TASK SET:
- A) In the case discussion on stereotactic radiation, what dose did the patient receive to the left trigeminal ganglion fifteen months after the tumor treatment, and to what volume?
- B) In the case discussion on stereotactic radiation, shorten the paragraph beginning "The rapid tumor response to radiosurgery" while keeping its main facts.
- C) Extend the case discussion on stereotactic radiation, starting after its last sentence.

Stereotactic radiation for the tumor reduction

The rapid tumor response to radiosurgery with marked shrinkage of the tumors within nine months is an atypical course for the radiosurgical response for meningiomas. Such rapid tumor response would be seen with aggressive atypical tumor cells with a higher histopathologic grade [5]. This can be an explanation for the marked tumor reduction in nine months after stereotactic radiation. Rapid diminution in the tumor size causing traction on chronic adhesions to the trigeminal nerve and rootlets entering the brainstem or displacement of the trigeminal nerve complex is the most likely explanation for the development of trigeminal neuralgia. Normally, in cases of radiosurgical treatment of trigeminal neuralgia directly related to an underlying tumor, the radiosurgical dose is directed at the tumor rather than the trigeminal ganglion or nerve [2-4]. Because trigeminal nerve is directly under the radiated tumor, it is unclear if that original 18 Gy dose to the tumor had any secondary effect on the underlying trigeminal nerve and ganglion.

Considerations for repeat and subsequent radiation dosage

The use of additional radiation in the patients who had previous whole brain radiation or other stereotactic treatments is possible as long as the total lifetime cumulative effective dosage is under 116-137 Gy. The exact whole brain dose to the patient received 30 years earlier at age 13 years was unknown, but at the time of treatment, the typical dose to the brain and axis was fractioned at 40 Gy in 2 Gy increments. Studies show there is less risk of radio-necrosis and the dose is more tolerated with smaller volumes treated and with fractioned or stereotactic doses such as radiosurgery limited to several millimeters of the trigeminal ganglion, as was done in this patient [6]. There are reports of multiple radiosurgical treatments for trigeminal neuralgia without adverse effects [7]. For the treatment of the meningiomas, the patient received highly focused stereotactic doses based on volumes of 792 mm3 and 2002 mm3 of 12 and 18 Gy to the tumors. Fifteen months later, the patient received 70 Gy to the left trigeminal ganglion to a volume fewer than 0.17 mm3. In the radiosurgical plans, there was none or minimal spread to the adjacent neural tissue with attention being carefully paid to avoid the contiguous brain stem [8]. There was no evidence of numbness in the face indicative of permanent damage to the trigeminal ganglion secondary to the tumor or radiation effect [8]. Studies of the trigeminal ganglion and root entry zones using MRI and magnetic resonance angiogram, plus diffusion tensor imaging have demonstrated microstructural changes and axonal loss within the trigeminal nerve in spontaneous cases of trigeminal neuralgia not associated with the tumors, as well as showed more prominent venous and arterial changes post treatment [9-10]. In this case, it is probably a combination of initial rapid tumor shrinkage, adhesions to the trigeminal ganglion and root entry zone, and microvascular changes around the ganglion and the tumor bed that led to the trigeminal pain.

ENTRIES SUPPLIED:
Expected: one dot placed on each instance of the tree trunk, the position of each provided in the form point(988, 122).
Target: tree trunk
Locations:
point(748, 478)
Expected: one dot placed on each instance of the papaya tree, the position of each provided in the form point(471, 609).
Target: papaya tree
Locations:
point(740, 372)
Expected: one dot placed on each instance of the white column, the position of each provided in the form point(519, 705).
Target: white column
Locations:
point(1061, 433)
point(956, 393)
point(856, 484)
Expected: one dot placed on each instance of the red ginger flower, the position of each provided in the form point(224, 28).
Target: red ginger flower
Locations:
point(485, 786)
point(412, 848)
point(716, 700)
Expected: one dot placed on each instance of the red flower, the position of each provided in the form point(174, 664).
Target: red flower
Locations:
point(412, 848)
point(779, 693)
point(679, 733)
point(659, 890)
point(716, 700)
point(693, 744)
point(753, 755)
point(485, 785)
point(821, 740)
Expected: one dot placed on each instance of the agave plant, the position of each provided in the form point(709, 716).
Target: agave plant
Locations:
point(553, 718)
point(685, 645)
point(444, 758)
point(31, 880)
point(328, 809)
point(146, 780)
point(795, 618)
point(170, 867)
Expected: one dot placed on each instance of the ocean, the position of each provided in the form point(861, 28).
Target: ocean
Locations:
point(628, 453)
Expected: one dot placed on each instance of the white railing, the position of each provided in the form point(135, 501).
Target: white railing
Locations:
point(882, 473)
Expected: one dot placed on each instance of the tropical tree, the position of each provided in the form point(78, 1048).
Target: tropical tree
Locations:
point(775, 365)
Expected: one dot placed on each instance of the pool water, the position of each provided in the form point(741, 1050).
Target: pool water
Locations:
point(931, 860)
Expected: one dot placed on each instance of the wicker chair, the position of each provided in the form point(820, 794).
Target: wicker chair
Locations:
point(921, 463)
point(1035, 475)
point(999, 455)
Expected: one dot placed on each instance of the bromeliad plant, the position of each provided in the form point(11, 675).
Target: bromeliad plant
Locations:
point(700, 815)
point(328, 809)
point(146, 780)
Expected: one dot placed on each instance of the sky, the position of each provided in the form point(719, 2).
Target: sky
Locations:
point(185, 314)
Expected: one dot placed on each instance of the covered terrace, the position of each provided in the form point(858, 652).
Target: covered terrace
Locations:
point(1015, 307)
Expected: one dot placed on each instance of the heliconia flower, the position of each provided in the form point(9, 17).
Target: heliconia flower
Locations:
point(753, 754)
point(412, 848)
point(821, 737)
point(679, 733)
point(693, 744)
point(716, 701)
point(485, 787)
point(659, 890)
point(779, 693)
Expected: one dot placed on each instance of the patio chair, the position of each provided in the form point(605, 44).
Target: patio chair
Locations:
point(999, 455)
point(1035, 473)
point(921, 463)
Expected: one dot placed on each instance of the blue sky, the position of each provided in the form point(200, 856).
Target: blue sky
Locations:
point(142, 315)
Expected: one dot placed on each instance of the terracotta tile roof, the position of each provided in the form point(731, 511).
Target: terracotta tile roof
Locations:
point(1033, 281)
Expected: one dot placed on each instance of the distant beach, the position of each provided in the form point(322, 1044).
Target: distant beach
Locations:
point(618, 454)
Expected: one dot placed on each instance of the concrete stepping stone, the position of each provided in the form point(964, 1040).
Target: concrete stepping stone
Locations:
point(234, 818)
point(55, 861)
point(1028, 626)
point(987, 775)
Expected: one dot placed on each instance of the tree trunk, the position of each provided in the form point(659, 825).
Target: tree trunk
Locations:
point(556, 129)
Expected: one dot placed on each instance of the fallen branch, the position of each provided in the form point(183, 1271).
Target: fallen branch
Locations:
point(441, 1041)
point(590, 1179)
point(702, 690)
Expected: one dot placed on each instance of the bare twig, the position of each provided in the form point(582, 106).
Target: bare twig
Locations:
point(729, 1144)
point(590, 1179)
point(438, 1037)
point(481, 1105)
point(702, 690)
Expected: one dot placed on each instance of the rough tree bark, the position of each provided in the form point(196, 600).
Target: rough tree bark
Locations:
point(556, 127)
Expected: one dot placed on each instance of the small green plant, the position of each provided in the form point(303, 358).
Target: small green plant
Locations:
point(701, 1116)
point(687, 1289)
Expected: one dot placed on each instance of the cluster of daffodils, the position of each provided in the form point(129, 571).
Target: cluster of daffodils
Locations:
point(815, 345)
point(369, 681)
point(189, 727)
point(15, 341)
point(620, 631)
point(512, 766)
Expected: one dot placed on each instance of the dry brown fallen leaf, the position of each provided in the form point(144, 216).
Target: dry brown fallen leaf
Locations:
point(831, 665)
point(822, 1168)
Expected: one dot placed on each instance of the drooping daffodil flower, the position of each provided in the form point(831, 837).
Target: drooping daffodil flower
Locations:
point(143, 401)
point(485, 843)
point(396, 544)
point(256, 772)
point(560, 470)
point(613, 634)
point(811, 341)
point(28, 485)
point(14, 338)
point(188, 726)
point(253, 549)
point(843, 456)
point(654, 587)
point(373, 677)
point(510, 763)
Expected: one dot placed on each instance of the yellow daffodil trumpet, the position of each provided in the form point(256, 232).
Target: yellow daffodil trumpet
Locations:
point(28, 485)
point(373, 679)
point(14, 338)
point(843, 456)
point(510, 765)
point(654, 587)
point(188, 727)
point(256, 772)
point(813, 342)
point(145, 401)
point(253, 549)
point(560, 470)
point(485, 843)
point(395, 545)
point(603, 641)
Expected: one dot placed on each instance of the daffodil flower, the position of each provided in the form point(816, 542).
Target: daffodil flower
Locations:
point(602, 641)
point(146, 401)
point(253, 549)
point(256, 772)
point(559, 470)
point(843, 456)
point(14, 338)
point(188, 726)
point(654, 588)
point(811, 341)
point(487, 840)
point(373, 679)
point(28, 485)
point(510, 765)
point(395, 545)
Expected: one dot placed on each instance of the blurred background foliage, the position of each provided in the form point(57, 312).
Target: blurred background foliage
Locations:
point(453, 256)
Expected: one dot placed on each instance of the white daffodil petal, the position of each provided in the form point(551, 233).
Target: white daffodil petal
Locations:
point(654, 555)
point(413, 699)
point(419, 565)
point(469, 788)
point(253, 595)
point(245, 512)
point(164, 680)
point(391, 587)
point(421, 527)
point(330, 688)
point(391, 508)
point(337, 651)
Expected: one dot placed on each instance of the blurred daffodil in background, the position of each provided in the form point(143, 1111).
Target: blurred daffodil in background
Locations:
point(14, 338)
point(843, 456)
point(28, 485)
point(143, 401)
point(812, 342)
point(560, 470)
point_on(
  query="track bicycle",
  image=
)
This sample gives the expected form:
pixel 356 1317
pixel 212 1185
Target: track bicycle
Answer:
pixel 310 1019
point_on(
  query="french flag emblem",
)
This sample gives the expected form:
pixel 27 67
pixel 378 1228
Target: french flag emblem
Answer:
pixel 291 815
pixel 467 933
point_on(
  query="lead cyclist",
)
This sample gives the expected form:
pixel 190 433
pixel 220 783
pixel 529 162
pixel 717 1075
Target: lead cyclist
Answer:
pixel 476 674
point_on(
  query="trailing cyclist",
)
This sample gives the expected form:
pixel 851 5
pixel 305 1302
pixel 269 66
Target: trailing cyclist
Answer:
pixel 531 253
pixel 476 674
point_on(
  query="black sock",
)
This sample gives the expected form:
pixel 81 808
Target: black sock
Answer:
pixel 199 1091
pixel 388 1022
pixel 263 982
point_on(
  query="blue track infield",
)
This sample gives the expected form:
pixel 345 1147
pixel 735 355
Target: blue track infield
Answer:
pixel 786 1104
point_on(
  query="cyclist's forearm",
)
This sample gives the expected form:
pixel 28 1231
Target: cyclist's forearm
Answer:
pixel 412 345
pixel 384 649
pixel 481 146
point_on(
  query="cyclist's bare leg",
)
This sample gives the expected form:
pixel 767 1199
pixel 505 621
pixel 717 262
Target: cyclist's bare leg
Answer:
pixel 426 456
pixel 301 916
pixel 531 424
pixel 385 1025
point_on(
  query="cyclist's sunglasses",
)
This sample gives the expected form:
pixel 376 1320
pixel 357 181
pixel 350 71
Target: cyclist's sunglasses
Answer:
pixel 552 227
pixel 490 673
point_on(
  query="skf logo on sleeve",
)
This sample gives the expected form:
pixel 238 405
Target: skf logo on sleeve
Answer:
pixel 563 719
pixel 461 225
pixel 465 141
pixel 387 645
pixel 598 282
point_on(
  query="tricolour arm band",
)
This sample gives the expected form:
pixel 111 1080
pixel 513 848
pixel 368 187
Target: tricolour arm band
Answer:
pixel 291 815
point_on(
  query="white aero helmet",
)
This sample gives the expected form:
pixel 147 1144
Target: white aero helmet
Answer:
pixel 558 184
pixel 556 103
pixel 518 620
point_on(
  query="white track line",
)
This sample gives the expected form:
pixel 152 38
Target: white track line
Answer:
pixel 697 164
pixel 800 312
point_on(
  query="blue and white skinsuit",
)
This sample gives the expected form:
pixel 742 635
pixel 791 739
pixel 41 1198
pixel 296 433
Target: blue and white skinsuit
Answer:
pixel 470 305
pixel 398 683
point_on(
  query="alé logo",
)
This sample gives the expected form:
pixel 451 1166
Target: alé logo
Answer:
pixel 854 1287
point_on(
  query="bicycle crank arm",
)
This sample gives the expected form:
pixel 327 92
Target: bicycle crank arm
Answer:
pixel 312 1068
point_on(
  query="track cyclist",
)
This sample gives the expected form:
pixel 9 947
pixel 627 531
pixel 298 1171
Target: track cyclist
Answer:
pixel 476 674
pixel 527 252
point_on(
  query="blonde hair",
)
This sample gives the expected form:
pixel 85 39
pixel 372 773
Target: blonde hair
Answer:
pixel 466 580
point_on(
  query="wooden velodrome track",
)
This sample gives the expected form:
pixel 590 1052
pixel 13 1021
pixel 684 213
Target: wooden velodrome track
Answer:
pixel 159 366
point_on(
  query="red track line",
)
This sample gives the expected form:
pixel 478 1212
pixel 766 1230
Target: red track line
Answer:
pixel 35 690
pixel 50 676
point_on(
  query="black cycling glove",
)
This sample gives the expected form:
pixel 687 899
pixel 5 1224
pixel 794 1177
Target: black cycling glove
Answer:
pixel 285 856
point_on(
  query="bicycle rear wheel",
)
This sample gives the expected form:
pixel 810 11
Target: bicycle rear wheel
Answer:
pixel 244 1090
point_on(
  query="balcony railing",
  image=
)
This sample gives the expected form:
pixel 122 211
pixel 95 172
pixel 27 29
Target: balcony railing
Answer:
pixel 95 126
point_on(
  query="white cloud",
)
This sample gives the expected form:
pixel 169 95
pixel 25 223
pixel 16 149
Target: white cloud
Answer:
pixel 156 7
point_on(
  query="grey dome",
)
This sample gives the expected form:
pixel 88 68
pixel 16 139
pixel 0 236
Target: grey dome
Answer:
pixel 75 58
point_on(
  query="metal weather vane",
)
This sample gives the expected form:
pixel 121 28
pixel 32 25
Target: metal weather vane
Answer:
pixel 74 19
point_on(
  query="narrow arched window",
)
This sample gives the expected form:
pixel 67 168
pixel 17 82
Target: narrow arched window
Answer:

ANSWERS FOR THIS EXERCISE:
- A) 70 Gy, to a volume fewer than 0.17 mm3.

- B) The tumors shrank markedly within nine months of radiosurgery. This is atypical for meningiomas and may reflect aggressive atypical cells of higher histopathologic grade. Trigeminal neuralgia most likely developed because this rapid shrinkage pulled on chronic adhesions to the trigeminal nerve and the rootlets entering the brainstem, or displaced the trigeminal nerve complex. When trigeminal neuralgia stems from a tumor, the radiosurgical dose is usually aimed at the tumor rather than the trigeminal ganglion or nerve. Because the nerve lies directly under the treated tumor, it is unclear whether the original 18 Gy tumor dose also affected the nerve and ganglion.

- C)
Conclusions

In conclusion, the development of delayed onset of trigeminal neuralgia nine months after stereotactic radiosurgery is uncommon. It is clear that radiation induced the tumors not only have atypical histologic characteristics, but possibly has a different response to stereotactic radiation resulting in a rapid tumor reduction rather than the slow response seen with typical meningiomas. The development of trigeminal pain from rapid tumor shrinkage is an unusual cause of trigeminal neuralgia. The related factors, in this case, are chronic adhesions causing traction in the trigeminal ganglion, trigeminal rootlets and root entry zone, and associated neurovascular effects on the trigeminal ganglion nerve. Furthermore, this case also highlights the long-term risk of cerebral tumor growth after childhood whole brain radiation and the need to continuously monitor these patients for later tumor growth.